╭──

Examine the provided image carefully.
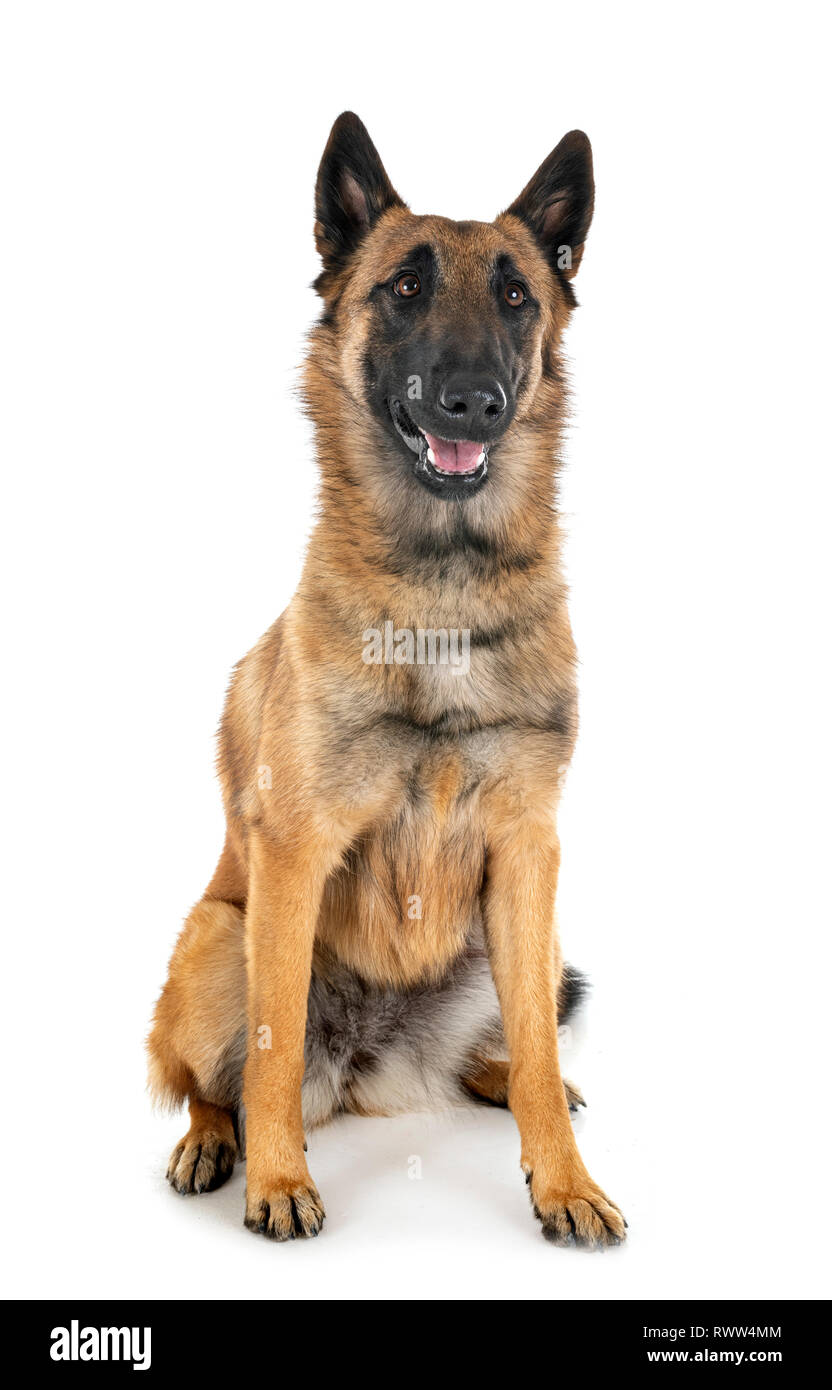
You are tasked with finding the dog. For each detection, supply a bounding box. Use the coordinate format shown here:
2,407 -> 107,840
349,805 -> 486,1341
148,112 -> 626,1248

╰──
╭──

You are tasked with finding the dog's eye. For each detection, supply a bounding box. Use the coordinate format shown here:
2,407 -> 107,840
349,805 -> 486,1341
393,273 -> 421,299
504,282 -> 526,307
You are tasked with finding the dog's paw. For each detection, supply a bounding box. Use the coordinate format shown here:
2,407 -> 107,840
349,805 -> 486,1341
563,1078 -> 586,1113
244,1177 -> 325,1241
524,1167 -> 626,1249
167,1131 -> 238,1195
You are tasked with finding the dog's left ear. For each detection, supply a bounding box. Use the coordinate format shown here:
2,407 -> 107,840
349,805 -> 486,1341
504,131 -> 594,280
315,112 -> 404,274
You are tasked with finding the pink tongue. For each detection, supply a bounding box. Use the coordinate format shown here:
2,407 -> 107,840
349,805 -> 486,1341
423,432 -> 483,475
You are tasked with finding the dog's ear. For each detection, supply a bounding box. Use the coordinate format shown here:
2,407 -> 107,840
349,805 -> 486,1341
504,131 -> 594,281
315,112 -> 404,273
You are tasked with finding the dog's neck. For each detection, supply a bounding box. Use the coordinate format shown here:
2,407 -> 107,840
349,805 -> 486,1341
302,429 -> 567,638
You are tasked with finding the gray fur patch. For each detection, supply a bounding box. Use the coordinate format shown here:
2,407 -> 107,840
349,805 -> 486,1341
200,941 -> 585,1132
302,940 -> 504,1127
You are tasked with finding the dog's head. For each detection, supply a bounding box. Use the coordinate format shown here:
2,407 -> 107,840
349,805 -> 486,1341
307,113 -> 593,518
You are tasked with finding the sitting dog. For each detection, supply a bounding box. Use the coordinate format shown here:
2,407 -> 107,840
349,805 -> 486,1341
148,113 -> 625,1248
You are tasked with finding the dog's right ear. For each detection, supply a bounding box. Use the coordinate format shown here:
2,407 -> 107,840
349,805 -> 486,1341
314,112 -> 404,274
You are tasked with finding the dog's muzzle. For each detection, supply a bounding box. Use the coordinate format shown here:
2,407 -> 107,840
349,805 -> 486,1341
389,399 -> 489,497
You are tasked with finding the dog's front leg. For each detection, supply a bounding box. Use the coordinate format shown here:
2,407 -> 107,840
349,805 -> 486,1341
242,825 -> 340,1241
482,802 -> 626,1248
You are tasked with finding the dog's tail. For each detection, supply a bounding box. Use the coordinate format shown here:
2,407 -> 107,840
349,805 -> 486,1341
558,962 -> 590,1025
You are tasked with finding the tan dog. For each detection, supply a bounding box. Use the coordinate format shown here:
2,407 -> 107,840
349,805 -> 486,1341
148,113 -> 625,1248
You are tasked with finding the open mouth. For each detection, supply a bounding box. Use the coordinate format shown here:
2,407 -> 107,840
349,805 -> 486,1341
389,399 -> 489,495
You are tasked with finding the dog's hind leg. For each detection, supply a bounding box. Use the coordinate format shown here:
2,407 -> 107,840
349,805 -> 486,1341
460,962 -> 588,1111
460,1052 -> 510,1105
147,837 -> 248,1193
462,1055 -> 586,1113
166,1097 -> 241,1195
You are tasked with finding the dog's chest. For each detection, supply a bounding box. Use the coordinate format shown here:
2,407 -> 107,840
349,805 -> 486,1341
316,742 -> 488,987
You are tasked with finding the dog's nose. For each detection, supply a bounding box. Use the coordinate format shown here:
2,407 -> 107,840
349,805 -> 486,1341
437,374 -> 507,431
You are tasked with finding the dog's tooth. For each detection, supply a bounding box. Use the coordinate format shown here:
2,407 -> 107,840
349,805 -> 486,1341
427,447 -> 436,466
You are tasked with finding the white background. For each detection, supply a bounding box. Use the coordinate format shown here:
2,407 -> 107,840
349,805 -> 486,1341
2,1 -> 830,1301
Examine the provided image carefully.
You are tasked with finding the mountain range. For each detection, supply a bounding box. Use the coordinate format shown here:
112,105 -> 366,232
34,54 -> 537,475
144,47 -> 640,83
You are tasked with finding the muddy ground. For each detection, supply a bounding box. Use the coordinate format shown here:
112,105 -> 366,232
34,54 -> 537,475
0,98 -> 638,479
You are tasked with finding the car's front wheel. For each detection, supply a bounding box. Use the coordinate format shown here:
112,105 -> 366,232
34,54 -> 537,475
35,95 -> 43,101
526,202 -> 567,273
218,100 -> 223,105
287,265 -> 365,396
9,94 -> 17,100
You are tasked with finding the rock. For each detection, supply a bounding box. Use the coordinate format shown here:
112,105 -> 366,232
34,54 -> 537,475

╰──
╭──

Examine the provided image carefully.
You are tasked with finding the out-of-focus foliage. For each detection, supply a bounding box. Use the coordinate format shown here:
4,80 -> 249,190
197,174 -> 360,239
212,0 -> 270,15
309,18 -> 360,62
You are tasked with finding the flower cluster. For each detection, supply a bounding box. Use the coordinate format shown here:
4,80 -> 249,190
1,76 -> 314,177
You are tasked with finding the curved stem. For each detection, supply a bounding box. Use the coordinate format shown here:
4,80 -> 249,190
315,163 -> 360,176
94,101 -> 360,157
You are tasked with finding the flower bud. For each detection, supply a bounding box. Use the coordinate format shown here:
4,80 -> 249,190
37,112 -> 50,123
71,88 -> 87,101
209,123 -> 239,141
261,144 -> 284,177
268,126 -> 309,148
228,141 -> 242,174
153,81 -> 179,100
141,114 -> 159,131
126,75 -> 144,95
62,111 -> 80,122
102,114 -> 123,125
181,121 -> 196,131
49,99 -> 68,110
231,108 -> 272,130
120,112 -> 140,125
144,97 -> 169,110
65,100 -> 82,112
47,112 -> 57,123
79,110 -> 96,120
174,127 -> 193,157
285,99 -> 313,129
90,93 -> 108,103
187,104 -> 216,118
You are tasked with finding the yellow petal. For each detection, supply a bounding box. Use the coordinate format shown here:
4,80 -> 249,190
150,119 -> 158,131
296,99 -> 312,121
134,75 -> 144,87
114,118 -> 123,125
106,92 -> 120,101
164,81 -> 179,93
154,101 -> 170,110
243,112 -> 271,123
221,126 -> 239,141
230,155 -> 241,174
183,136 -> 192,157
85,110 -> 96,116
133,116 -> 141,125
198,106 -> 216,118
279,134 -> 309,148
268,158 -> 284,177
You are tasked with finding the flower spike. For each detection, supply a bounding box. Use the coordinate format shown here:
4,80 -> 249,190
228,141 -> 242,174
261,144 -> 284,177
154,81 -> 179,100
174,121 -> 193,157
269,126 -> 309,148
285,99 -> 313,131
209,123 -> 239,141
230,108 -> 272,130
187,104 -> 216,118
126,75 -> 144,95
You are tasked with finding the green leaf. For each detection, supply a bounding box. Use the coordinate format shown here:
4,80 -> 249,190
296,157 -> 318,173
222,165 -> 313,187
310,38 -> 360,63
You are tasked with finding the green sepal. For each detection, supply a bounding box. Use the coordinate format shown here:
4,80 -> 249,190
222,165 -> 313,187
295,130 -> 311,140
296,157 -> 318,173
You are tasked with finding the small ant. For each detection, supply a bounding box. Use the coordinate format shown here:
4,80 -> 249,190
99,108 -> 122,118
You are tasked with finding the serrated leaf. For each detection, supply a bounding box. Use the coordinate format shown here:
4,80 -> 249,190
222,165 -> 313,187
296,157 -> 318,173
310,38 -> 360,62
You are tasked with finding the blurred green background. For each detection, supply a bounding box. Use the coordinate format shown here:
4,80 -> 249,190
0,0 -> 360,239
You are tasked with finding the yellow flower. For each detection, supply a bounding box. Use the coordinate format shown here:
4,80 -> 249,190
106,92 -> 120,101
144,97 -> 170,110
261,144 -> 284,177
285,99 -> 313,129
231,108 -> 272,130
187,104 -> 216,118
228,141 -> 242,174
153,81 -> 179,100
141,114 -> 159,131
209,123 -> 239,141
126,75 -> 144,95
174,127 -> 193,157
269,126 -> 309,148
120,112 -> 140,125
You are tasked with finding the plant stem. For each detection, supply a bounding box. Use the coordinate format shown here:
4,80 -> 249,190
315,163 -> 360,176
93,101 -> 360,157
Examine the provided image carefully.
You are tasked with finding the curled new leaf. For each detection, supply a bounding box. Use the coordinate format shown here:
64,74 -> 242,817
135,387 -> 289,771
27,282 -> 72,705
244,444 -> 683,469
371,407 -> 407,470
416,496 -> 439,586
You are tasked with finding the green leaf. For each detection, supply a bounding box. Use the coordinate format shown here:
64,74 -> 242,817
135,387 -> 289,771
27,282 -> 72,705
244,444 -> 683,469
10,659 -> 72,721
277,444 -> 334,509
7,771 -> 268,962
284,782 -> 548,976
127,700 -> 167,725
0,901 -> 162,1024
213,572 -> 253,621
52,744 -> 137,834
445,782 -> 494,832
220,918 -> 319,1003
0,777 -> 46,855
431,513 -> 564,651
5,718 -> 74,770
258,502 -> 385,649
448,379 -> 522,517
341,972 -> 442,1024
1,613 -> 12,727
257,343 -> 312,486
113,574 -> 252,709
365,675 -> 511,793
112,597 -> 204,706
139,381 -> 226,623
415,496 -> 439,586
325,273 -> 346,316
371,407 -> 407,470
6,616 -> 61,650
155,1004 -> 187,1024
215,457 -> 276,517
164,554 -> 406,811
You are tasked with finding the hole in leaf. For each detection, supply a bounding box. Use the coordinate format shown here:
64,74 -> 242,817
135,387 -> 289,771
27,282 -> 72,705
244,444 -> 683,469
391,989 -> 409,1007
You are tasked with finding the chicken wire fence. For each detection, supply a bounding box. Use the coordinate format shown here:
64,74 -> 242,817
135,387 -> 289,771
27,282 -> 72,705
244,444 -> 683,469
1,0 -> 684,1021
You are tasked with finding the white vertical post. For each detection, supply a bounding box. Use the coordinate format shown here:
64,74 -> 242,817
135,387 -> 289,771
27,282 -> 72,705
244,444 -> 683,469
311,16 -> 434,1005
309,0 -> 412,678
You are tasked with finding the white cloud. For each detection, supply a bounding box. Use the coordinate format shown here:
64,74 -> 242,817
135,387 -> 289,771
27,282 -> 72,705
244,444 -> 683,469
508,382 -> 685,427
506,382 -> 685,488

╰──

TASK DIRECTIONS: Copy every line in the data above that has the string "stem" in it.

RESPONSE AREA:
You are tasked with finding the curved stem. For each detection, supply a bounding box. Use the coordinate format shown here:
You are tasked with finding the plant stem. For each detection, supply a bounding box. Use the coordinate format shown here:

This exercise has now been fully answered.